* [SOAL LATIHAN]: Identifikasi setiap baris pada catatan di bawah yang memuat kata "each", dengan membedakan huruf besar dan huruf kecil. Salin seluruh baris tersebut apa adanya.

* [CATATAN YANG DIBERIKAN]:
::::::::

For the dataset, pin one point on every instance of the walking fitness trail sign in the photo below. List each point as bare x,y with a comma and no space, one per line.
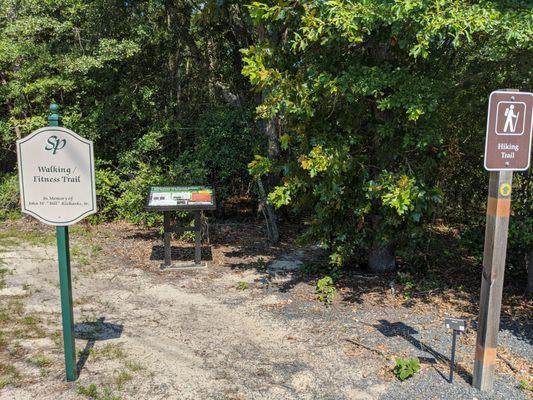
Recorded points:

::::::::

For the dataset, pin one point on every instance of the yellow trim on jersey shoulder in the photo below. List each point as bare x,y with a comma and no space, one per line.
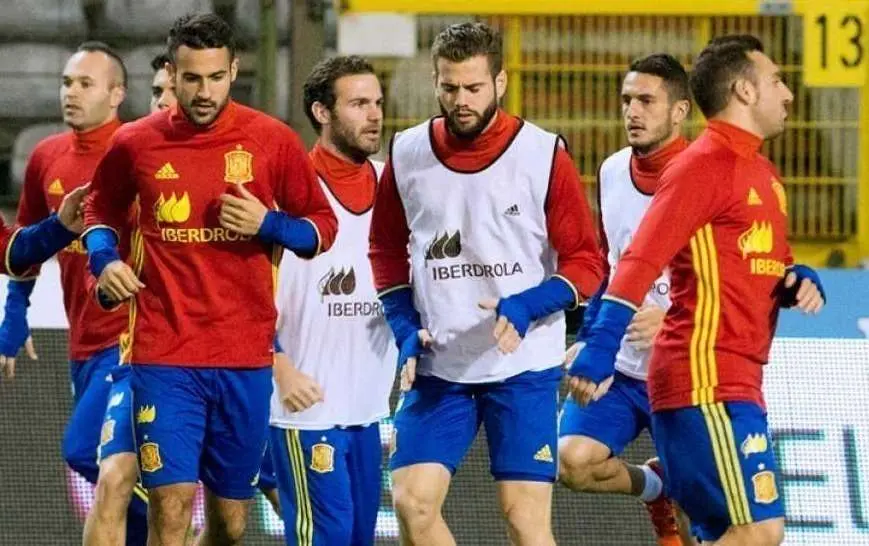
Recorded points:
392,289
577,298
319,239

::::::::

* [JAWABAN SOAL]:
For the dataset, pin one point on every instance of the walking fitness trail sign in the photo below. List each point as bare x,y with a comma and no space, one per line.
For the dataset, pin one point on every instance of the yellow trim on jersey shoulder in the photo below. List each point as bare x,y with a comma and no space, one per line.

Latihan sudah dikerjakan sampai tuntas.